WORK TO BE COMPLETED: Render as a numbered list the lines from the one containing "point: alamy logo" through the final line, both included, leaving out any blank lines.
* * * *
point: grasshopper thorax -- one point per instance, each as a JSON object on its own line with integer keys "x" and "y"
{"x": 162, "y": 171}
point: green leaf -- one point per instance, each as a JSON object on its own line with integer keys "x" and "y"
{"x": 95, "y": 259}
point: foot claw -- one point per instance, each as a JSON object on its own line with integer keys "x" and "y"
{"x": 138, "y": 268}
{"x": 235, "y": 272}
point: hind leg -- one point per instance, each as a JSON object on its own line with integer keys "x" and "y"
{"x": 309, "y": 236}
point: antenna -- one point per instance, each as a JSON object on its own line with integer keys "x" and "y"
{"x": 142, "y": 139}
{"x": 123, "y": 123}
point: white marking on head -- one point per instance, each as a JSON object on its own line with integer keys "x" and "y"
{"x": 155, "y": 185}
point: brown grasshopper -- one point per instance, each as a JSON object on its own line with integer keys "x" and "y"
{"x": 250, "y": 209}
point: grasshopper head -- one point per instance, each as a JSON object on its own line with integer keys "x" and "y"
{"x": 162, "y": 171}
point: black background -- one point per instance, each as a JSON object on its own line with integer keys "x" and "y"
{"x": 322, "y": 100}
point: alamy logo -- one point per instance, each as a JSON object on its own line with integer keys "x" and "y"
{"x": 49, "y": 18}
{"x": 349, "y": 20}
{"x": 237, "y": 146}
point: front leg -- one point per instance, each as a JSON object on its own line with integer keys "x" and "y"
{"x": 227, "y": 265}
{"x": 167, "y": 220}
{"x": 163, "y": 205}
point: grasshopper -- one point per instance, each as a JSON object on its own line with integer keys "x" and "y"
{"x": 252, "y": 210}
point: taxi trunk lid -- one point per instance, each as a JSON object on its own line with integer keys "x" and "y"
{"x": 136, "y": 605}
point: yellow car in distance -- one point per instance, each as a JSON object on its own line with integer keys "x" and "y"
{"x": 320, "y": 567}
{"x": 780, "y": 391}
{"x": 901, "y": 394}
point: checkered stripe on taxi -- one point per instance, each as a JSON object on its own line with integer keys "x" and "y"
* * * *
ANSWER FOR THIS EXERCISE:
1. point: alamy logo -- one point per instance, each as a JSON object on its own line with integer keys "x" and "y"
2. {"x": 49, "y": 18}
3. {"x": 349, "y": 20}
4. {"x": 237, "y": 146}
5. point: front leg -- one point per instance, each as a JSON object on its own line with integer keys "x" and "y"
6. {"x": 227, "y": 265}
7. {"x": 167, "y": 220}
8. {"x": 163, "y": 205}
9. point: grasshopper -- one point per instance, each as a JSON object on its own line with integer keys "x" and "y"
10. {"x": 252, "y": 210}
11. point: taxi trunk lid -- one point per instance, each as a JSON object on its own line with integer keys "x" and "y"
12. {"x": 136, "y": 605}
13. point: yellow car in distance -- one point per instance, each as a JSON object on its own line with integer keys "x" and "y"
14. {"x": 320, "y": 567}
15. {"x": 780, "y": 391}
16. {"x": 901, "y": 394}
17. point: checkered stripe on taxi -- one point per instance, each as a JSON object on its own line with integer keys "x" and "y"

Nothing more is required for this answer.